- [Exercise task] Pull out every line of the listing that contains the word "white", and copy each one in full.

┌──

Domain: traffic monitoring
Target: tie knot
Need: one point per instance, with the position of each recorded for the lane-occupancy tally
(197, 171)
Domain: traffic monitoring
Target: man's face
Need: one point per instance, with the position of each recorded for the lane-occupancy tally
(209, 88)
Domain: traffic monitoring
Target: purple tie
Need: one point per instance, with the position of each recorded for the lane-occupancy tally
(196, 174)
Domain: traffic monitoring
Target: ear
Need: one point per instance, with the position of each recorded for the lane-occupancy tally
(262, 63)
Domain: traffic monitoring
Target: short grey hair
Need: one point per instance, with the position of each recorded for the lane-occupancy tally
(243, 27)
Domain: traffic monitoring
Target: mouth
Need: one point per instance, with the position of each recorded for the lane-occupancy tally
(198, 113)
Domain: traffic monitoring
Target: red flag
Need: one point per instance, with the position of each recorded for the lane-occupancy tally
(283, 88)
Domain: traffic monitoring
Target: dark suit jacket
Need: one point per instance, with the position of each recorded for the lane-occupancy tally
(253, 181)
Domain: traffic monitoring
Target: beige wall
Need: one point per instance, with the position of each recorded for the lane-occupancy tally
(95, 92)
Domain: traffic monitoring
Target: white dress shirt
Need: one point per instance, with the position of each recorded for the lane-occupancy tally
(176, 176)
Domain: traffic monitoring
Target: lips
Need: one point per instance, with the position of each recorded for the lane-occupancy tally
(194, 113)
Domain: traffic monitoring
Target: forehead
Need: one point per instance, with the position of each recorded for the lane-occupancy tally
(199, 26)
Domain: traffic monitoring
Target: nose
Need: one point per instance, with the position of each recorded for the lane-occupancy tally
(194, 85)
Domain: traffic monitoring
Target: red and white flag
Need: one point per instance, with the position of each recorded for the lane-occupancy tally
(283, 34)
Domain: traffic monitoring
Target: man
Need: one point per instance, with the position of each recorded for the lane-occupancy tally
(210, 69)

└──

- [Correct answer]
Target: white dress shirt
Target: red and white flag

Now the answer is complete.